-- start of Dataset records --
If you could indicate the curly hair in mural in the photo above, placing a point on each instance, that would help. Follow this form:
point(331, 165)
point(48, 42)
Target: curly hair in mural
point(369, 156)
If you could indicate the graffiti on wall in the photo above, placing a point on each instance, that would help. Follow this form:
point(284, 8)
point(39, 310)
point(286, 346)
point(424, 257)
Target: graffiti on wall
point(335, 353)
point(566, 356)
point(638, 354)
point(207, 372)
-- end of Dataset records --
**Problem statement**
Copy the material above word for word, from start to finish.

**Worked solution**
If you could indicate the curly hair in mural in the photo above, placing a point on each instance, that would help. Follow this form:
point(331, 165)
point(48, 42)
Target: curly hair in mural
point(369, 156)
If you could indicate the graffiti on wall in the photo above, placing a point on each instance, that would help. Follow this form:
point(284, 8)
point(39, 310)
point(286, 346)
point(424, 257)
Target: graffiti on wall
point(335, 353)
point(566, 356)
point(638, 354)
point(207, 372)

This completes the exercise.